What to produce:
Could you repeat, word for word, every line from the one containing "Place one marker on each instance of the vegetation" through the final line of the records below, and nothing else?

Record set:
— start —

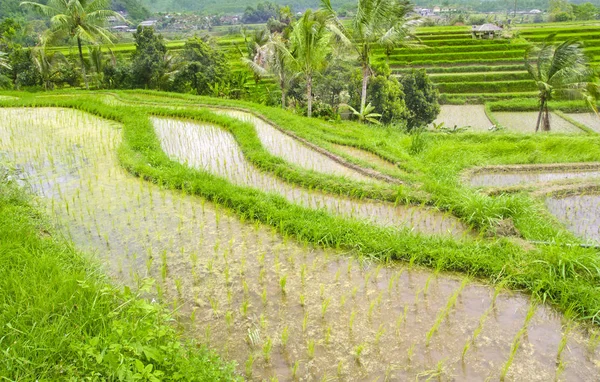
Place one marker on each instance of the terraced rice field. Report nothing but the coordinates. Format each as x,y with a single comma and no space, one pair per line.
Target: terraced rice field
590,120
472,116
579,211
525,122
278,307
215,150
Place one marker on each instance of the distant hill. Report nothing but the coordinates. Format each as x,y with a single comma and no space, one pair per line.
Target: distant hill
136,10
227,6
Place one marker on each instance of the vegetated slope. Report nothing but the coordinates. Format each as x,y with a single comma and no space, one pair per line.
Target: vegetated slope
134,8
61,319
227,6
467,69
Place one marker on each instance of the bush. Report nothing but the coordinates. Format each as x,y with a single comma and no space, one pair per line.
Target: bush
421,98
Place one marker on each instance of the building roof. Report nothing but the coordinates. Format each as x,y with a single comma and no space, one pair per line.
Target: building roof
486,28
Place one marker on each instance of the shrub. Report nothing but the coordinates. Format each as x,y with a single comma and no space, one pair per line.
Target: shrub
421,98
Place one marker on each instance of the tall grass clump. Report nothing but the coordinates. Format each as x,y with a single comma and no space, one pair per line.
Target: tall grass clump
61,319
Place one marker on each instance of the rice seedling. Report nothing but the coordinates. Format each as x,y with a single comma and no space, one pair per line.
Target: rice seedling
266,349
249,365
282,283
324,305
358,351
446,311
310,348
517,340
285,336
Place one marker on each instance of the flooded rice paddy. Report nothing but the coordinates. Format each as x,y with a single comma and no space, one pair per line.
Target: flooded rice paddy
590,120
464,115
291,150
523,178
215,150
580,214
525,122
366,156
280,308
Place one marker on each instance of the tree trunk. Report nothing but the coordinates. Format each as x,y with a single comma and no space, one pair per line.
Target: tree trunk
87,86
542,104
282,87
309,95
546,119
363,95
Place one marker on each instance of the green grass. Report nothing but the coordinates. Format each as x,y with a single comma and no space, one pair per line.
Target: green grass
564,276
62,320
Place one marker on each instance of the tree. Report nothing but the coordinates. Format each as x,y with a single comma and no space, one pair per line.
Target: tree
421,99
3,61
274,58
148,63
203,67
47,65
82,20
560,10
384,94
585,11
310,46
562,68
379,22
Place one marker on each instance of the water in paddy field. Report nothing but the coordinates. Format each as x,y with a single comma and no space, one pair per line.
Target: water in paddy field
464,115
525,122
276,306
292,151
366,156
524,178
215,150
580,213
590,120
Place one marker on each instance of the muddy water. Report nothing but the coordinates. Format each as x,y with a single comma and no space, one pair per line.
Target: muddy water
509,179
590,120
288,148
366,156
215,150
580,214
343,318
525,122
472,116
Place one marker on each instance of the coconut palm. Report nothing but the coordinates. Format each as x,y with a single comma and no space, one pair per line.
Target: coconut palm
47,65
380,22
4,61
557,68
310,45
81,20
274,58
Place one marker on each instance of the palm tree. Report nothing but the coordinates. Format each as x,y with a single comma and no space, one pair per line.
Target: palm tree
4,61
310,43
557,68
379,22
82,20
274,58
47,65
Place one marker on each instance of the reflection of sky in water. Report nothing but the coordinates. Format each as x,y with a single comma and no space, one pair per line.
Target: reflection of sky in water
580,213
216,151
136,226
527,178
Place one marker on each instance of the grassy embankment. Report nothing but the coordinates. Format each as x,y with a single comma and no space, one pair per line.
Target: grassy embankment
61,319
564,276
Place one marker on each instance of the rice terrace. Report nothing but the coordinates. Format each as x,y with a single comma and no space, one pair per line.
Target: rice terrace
371,190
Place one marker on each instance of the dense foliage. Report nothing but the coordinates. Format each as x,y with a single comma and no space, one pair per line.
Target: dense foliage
67,322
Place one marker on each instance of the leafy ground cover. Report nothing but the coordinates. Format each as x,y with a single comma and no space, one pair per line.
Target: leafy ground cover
62,319
430,164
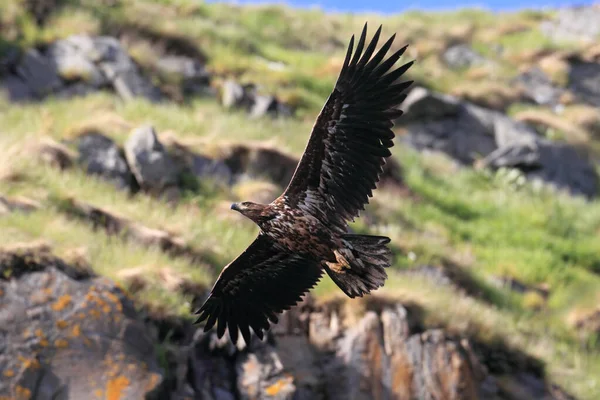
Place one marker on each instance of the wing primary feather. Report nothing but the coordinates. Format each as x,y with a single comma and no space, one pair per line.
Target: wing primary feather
387,64
381,53
348,55
358,51
369,51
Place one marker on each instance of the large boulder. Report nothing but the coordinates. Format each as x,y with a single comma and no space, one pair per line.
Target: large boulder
573,24
189,73
461,56
74,66
584,80
101,157
152,166
469,133
39,73
246,97
537,87
65,333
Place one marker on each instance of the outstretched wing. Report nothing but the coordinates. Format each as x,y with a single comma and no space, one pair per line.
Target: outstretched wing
352,135
255,287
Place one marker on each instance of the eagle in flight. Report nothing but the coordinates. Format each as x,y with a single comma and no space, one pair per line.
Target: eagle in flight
304,231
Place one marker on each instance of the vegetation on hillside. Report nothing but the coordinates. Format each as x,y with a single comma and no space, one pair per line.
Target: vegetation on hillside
486,225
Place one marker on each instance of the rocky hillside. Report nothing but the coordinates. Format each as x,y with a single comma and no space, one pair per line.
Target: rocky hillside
128,127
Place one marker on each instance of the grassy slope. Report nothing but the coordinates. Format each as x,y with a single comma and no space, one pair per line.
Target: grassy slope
485,224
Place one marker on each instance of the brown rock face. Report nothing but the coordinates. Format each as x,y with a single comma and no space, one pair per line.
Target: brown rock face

— end —

Correct result:
Place one marker on each instance of the vegetation on hillside. Report nothing but the coordinates. Format each as x,y with a single comma and no space, one pair per line.
Target: vegetation on hillside
486,225
Place one marker on each instance of the rocky hillside. Report nothing but the coordinates. Format each as x,y with a single comma and no space, one pair per line.
Target: rocky hillside
128,127
Place one marker on each instance of the grassy slope. Report nothing but the coordinates. Format each as x,y with a single comma and no space, one pair per line.
Target: grassy slope
485,224
Place one marker on each instance of the brown rock face. Report nothing but the coordinates. Format each as x,y with a single comma and no space, one pair per line.
Target: brown rock face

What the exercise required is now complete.